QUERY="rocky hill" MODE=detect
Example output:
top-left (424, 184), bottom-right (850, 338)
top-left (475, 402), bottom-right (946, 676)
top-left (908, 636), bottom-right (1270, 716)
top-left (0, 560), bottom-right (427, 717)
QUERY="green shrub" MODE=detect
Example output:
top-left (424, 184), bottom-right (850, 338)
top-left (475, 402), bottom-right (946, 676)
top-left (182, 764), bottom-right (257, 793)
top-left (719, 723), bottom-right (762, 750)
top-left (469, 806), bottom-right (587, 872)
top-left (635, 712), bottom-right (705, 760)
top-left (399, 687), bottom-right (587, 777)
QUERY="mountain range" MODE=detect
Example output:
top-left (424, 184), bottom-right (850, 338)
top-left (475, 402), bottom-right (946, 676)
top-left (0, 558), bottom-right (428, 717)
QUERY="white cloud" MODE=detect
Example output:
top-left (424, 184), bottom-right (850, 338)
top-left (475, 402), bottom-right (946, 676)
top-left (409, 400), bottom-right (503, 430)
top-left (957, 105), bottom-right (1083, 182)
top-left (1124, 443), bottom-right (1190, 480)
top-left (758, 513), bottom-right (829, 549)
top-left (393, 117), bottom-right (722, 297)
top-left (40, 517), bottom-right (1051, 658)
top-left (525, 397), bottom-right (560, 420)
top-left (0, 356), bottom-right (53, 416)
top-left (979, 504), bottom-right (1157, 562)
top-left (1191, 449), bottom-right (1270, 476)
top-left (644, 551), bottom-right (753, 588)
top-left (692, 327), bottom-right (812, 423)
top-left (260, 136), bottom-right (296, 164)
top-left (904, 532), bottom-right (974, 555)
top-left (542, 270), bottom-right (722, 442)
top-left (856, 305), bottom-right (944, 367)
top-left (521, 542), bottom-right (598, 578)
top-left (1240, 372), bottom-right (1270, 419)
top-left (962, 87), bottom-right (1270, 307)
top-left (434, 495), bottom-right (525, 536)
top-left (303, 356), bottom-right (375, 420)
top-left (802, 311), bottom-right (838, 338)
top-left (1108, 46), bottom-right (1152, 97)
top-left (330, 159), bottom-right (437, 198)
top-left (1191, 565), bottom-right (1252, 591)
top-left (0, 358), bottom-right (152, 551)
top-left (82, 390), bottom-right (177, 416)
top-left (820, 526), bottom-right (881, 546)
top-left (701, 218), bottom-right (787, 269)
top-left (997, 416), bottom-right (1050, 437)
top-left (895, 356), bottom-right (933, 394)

--*--

:: What is needed ::
Convert every line of the records above into a JSON list of strings, one string per line, leaving out blank lines.

:: Task answer ::
[
  "QUERY=\"rocky hill\" MODE=detect",
  "Example output:",
  "top-left (424, 184), bottom-right (850, 338)",
  "top-left (475, 402), bottom-right (946, 676)",
  "top-left (908, 636), bottom-right (1270, 716)",
  "top-left (0, 560), bottom-right (427, 717)",
  "QUERY=\"green shrub\" MODE=detect",
  "Example output:",
  "top-left (424, 184), bottom-right (850, 338)",
  "top-left (475, 402), bottom-right (946, 676)",
  "top-left (182, 764), bottom-right (257, 793)",
  "top-left (719, 723), bottom-right (762, 750)",
  "top-left (469, 806), bottom-right (587, 872)",
  "top-left (635, 712), bottom-right (705, 760)",
  "top-left (399, 687), bottom-right (587, 777)",
  "QUERY=\"mountain range\" MODE=detect",
  "Example output:",
  "top-left (424, 184), bottom-right (850, 338)",
  "top-left (475, 402), bottom-right (946, 676)",
  "top-left (0, 558), bottom-right (428, 717)",
  "QUERY=\"white cloud\" MODE=detect",
  "Example output:",
  "top-left (424, 184), bottom-right (850, 338)",
  "top-left (475, 402), bottom-right (946, 676)",
  "top-left (409, 400), bottom-right (503, 430)",
  "top-left (957, 105), bottom-right (1083, 182)",
  "top-left (1124, 443), bottom-right (1190, 480)",
  "top-left (758, 513), bottom-right (829, 549)",
  "top-left (393, 117), bottom-right (722, 297)",
  "top-left (40, 517), bottom-right (1051, 658)",
  "top-left (525, 397), bottom-right (560, 420)",
  "top-left (0, 356), bottom-right (53, 416)",
  "top-left (979, 504), bottom-right (1157, 562)",
  "top-left (1191, 449), bottom-right (1270, 476)",
  "top-left (644, 551), bottom-right (753, 588)",
  "top-left (692, 327), bottom-right (812, 423)",
  "top-left (260, 136), bottom-right (296, 164)",
  "top-left (904, 532), bottom-right (974, 555)",
  "top-left (542, 270), bottom-right (722, 442)",
  "top-left (856, 305), bottom-right (944, 367)",
  "top-left (521, 542), bottom-right (598, 578)",
  "top-left (1240, 372), bottom-right (1270, 419)",
  "top-left (962, 87), bottom-right (1270, 307)",
  "top-left (434, 495), bottom-right (525, 536)",
  "top-left (303, 356), bottom-right (375, 420)",
  "top-left (802, 311), bottom-right (838, 338)",
  "top-left (1108, 46), bottom-right (1152, 97)",
  "top-left (330, 159), bottom-right (437, 198)",
  "top-left (1191, 565), bottom-right (1252, 591)",
  "top-left (0, 358), bottom-right (152, 551)",
  "top-left (82, 390), bottom-right (177, 416)",
  "top-left (820, 526), bottom-right (881, 546)",
  "top-left (701, 218), bottom-right (787, 269)",
  "top-left (997, 416), bottom-right (1050, 437)",
  "top-left (895, 356), bottom-right (933, 394)"
]